*DIE AUFGABE*
Gib die folgenden Datensätze erneut wieder und ersetze dabei überall "Query" durch "Abfrage". Alles andere bleibt unverändert.

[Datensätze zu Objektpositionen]
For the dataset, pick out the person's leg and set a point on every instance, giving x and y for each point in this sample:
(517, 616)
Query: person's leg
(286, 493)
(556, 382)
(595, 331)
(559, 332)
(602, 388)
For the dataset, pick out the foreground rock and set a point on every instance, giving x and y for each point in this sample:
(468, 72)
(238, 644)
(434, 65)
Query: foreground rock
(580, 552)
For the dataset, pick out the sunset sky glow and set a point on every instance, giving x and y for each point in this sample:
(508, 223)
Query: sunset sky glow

*LÖSUNG DER AUFGABE*
For the dataset, pick out the person's leg and set a point on every instance, giving x and y for each point in this sample:
(517, 616)
Abfrage: person's leg
(286, 493)
(556, 382)
(595, 331)
(559, 332)
(602, 388)
For the dataset, pick out the foreground rock and set a point on every instance, giving x and y for each point in this sample:
(468, 72)
(238, 644)
(434, 65)
Abfrage: foreground rock
(580, 552)
For the dataset, pick out the sunset sky glow and set a point on every instance, giving x and y for each point in this sample:
(508, 223)
Abfrage: sunset sky glow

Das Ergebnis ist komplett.